Work to do: Duplicate all of the data below line for line, with no changes.

START Input rows

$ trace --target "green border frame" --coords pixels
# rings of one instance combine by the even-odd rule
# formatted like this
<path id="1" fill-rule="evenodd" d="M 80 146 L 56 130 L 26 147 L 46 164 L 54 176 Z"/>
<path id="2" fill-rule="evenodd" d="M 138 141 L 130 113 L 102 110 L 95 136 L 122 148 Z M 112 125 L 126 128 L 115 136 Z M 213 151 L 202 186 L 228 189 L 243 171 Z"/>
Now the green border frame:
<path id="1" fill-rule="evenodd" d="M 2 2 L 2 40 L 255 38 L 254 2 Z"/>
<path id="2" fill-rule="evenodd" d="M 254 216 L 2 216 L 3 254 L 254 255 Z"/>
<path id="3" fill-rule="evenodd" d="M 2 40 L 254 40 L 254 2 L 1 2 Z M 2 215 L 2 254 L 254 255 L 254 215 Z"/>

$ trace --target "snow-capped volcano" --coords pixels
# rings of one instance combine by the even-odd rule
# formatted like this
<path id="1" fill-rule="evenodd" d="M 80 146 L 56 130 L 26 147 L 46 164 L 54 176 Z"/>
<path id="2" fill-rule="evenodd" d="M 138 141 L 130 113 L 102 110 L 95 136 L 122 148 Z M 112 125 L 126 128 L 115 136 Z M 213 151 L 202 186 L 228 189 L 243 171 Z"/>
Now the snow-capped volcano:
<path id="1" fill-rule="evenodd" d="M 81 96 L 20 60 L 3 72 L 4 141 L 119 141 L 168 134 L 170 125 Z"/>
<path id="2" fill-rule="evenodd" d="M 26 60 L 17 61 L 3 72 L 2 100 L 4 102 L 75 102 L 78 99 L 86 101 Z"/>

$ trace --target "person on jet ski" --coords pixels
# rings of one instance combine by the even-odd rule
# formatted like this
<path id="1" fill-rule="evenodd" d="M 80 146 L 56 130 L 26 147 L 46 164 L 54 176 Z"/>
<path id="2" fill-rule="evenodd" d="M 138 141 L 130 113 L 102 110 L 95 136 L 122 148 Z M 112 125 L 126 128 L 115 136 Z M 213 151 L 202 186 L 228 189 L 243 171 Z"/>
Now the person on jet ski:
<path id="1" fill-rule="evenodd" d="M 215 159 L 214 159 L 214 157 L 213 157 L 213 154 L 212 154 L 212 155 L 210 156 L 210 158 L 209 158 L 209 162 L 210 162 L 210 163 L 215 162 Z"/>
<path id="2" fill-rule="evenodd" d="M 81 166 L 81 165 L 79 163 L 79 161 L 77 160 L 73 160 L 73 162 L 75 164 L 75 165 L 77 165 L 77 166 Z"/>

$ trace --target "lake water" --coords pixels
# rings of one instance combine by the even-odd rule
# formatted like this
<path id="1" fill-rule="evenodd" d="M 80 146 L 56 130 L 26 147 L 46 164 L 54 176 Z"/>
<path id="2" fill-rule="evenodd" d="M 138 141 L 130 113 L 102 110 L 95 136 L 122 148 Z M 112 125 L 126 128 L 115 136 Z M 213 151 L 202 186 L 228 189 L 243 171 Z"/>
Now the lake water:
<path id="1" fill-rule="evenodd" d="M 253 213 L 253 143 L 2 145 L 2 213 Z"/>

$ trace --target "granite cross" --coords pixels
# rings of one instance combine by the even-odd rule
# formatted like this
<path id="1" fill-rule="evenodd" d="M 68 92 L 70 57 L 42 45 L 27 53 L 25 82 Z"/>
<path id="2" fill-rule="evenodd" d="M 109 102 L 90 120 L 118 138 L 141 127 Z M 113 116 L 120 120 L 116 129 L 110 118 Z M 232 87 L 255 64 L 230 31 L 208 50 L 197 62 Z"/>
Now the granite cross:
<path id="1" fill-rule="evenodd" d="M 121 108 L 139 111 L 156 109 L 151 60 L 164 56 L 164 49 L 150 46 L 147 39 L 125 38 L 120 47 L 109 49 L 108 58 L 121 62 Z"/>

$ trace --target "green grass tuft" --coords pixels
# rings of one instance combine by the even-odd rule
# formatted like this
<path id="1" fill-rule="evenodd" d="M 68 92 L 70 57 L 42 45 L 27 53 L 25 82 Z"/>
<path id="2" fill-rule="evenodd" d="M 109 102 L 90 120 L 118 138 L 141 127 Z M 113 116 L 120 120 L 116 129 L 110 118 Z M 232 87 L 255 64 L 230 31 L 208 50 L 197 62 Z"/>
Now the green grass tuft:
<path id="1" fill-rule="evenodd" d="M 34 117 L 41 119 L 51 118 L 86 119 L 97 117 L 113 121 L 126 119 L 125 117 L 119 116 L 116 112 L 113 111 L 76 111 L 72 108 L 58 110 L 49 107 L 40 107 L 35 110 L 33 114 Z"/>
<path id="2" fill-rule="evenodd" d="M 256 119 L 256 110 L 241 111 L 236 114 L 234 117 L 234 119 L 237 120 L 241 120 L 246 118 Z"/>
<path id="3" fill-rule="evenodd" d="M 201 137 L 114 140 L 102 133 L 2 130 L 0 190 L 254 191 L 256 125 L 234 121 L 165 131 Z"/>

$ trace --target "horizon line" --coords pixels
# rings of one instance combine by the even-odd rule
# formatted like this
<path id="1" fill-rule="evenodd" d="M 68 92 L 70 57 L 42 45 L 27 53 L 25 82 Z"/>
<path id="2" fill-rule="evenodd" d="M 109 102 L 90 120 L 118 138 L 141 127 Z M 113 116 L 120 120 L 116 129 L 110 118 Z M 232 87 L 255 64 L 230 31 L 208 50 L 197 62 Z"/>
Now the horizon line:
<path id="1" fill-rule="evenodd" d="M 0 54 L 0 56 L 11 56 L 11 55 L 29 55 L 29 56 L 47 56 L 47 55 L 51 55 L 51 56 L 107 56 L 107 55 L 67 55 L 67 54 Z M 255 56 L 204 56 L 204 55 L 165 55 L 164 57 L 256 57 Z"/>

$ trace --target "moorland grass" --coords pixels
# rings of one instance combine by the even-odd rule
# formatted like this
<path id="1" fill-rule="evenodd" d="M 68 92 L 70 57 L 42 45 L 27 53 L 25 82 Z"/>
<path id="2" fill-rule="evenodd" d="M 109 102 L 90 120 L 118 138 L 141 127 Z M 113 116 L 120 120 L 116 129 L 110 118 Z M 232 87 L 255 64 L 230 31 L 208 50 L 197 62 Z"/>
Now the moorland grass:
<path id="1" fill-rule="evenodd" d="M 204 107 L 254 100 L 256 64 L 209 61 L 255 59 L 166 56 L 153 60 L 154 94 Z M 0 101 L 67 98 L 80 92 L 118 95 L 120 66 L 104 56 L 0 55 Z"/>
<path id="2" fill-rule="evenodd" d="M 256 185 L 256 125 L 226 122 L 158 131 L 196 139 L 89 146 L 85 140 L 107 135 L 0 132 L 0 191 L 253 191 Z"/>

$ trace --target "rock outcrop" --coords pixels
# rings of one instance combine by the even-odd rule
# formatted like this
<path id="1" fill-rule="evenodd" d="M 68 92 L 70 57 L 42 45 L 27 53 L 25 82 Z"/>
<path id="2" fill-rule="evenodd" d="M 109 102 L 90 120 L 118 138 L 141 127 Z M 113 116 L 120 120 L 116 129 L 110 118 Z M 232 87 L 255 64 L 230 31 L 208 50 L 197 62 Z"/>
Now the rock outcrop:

END Input rows

Task solution:
$ trace --target "green border frame" --coords pixels
# rings of one instance combine by the even-odd rule
# formatted like this
<path id="1" fill-rule="evenodd" d="M 80 146 L 56 130 L 26 147 L 46 164 L 54 176 Z"/>
<path id="2" fill-rule="evenodd" d="M 138 141 L 130 113 L 102 110 L 95 136 L 122 148 Z M 112 125 L 126 128 L 115 136 Z M 213 151 L 202 186 L 228 189 L 243 171 Z"/>
Now the green border frame:
<path id="1" fill-rule="evenodd" d="M 2 2 L 2 40 L 255 38 L 254 2 Z"/>
<path id="2" fill-rule="evenodd" d="M 254 216 L 2 216 L 3 254 L 254 255 Z"/>
<path id="3" fill-rule="evenodd" d="M 2 40 L 254 40 L 254 2 L 1 2 Z M 2 215 L 2 254 L 254 255 L 254 215 Z"/>

$ trace --target "snow-capped volcano" --coords pixels
# rings of one instance combine by the even-odd rule
# formatted like this
<path id="1" fill-rule="evenodd" d="M 80 146 L 56 130 L 26 147 L 46 164 L 54 176 Z"/>
<path id="2" fill-rule="evenodd" d="M 138 141 L 130 113 L 102 110 L 95 136 L 122 148 Z M 112 125 L 126 128 L 115 136 Z M 213 151 L 202 186 L 228 189 L 243 171 Z"/>
Now the snow-capped volcano:
<path id="1" fill-rule="evenodd" d="M 81 96 L 20 60 L 3 72 L 4 141 L 119 141 L 168 134 L 170 125 Z"/>
<path id="2" fill-rule="evenodd" d="M 26 60 L 17 61 L 3 72 L 2 100 L 4 102 L 75 102 L 78 99 L 86 101 Z"/>

$ trace --target "person on jet ski" --coords pixels
# rings of one instance combine by the even-odd rule
# formatted like this
<path id="1" fill-rule="evenodd" d="M 80 146 L 56 130 L 26 147 L 46 164 L 54 176 Z"/>
<path id="2" fill-rule="evenodd" d="M 138 141 L 130 113 L 102 110 L 95 136 L 122 148 Z M 112 125 L 126 128 L 115 136 Z M 213 151 L 202 186 L 228 189 L 243 171 Z"/>
Now the person on jet ski:
<path id="1" fill-rule="evenodd" d="M 215 159 L 214 159 L 214 157 L 213 157 L 213 154 L 212 154 L 212 155 L 210 156 L 210 158 L 209 158 L 209 162 L 210 162 L 210 163 L 215 162 Z"/>
<path id="2" fill-rule="evenodd" d="M 81 166 L 81 165 L 79 163 L 79 161 L 77 160 L 73 160 L 73 162 L 75 164 L 75 165 L 77 165 L 77 166 Z"/>

$ trace --target "lake water" --coords pixels
# rings of one instance combine by the even-odd rule
# formatted like this
<path id="1" fill-rule="evenodd" d="M 80 146 L 56 130 L 26 147 L 46 164 L 54 176 Z"/>
<path id="2" fill-rule="evenodd" d="M 138 141 L 130 113 L 102 110 L 95 136 L 122 148 Z M 112 125 L 126 128 L 115 136 Z M 213 151 L 202 186 L 228 189 L 243 171 Z"/>
Now the lake water:
<path id="1" fill-rule="evenodd" d="M 253 213 L 253 143 L 2 145 L 2 213 Z"/>

$ trace --target "granite cross" --coords pixels
# rings of one instance combine by the even-odd rule
# formatted like this
<path id="1" fill-rule="evenodd" d="M 68 92 L 70 57 L 42 45 L 27 53 L 25 82 Z"/>
<path id="2" fill-rule="evenodd" d="M 109 102 L 90 120 L 118 138 L 141 127 Z M 113 116 L 120 120 L 116 129 L 110 118 Z M 232 87 L 255 64 L 230 31 L 208 50 L 197 62 Z"/>
Now the granite cross:
<path id="1" fill-rule="evenodd" d="M 121 108 L 139 111 L 156 109 L 151 60 L 164 56 L 164 49 L 150 46 L 147 39 L 125 38 L 120 47 L 109 49 L 108 58 L 121 62 Z"/>

$ trace --target "green grass tuft" --coords pixels
# rings of one instance combine by the even-odd rule
# formatted like this
<path id="1" fill-rule="evenodd" d="M 68 92 L 70 57 L 42 45 L 27 53 L 25 82 Z"/>
<path id="2" fill-rule="evenodd" d="M 109 102 L 90 120 L 118 138 L 141 127 Z M 113 116 L 120 120 L 116 129 L 110 118 Z M 232 87 L 255 64 L 230 31 L 208 50 L 197 62 Z"/>
Now the green grass tuft:
<path id="1" fill-rule="evenodd" d="M 34 117 L 41 119 L 51 118 L 86 119 L 97 117 L 113 121 L 126 119 L 125 117 L 119 116 L 116 112 L 113 111 L 76 111 L 72 108 L 58 110 L 49 107 L 40 107 L 35 110 L 33 114 Z"/>
<path id="2" fill-rule="evenodd" d="M 256 119 L 256 110 L 241 111 L 236 114 L 234 117 L 234 119 L 237 120 L 241 120 L 246 118 Z"/>
<path id="3" fill-rule="evenodd" d="M 201 137 L 114 140 L 102 133 L 2 130 L 0 190 L 254 191 L 256 125 L 234 121 L 165 131 Z"/>

$ trace --target "horizon line" --coords pixels
# rings of one instance combine by the even-odd rule
# formatted like this
<path id="1" fill-rule="evenodd" d="M 68 92 L 70 57 L 42 45 L 27 53 L 25 82 Z"/>
<path id="2" fill-rule="evenodd" d="M 109 102 L 90 120 L 118 138 L 141 127 Z M 113 116 L 120 120 L 116 129 L 110 118 Z M 232 87 L 255 64 L 230 31 L 208 50 L 197 62 Z"/>
Now the horizon line:
<path id="1" fill-rule="evenodd" d="M 0 54 L 0 56 L 11 56 L 11 55 L 29 55 L 29 56 L 47 56 L 47 55 L 51 55 L 51 56 L 107 56 L 107 55 L 67 55 L 67 54 Z M 255 56 L 204 56 L 204 55 L 165 55 L 164 57 L 256 57 Z"/>

$ trace --target "moorland grass" --coords pixels
# rings of one instance combine by the even-odd rule
# formatted like this
<path id="1" fill-rule="evenodd" d="M 68 92 L 70 57 L 42 45 L 27 53 L 25 82 Z"/>
<path id="2" fill-rule="evenodd" d="M 109 102 L 90 120 L 118 138 L 141 127 Z M 113 116 L 120 120 L 116 129 L 110 118 Z M 232 87 L 255 64 L 230 31 L 208 50 L 197 62 Z"/>
Now the moorland grass:
<path id="1" fill-rule="evenodd" d="M 204 107 L 254 100 L 256 64 L 209 61 L 255 59 L 166 56 L 153 60 L 154 94 Z M 0 101 L 67 98 L 80 92 L 118 95 L 120 66 L 104 56 L 0 55 Z"/>
<path id="2" fill-rule="evenodd" d="M 256 185 L 256 125 L 226 122 L 158 131 L 196 139 L 89 146 L 85 140 L 107 135 L 0 132 L 0 191 L 253 191 Z"/>

$ trace --target "rock outcrop" --coords pixels
# rings of one instance combine by the even-odd rule
# formatted like this
<path id="1" fill-rule="evenodd" d="M 68 92 L 70 57 L 42 45 L 27 53 L 25 82 Z"/>
<path id="2" fill-rule="evenodd" d="M 109 102 L 90 120 L 118 138 L 141 127 Z M 113 116 L 120 120 L 116 129 L 110 118 Z M 232 87 L 255 64 L 230 31 L 208 50 L 197 62 Z"/>
Now the rock outcrop:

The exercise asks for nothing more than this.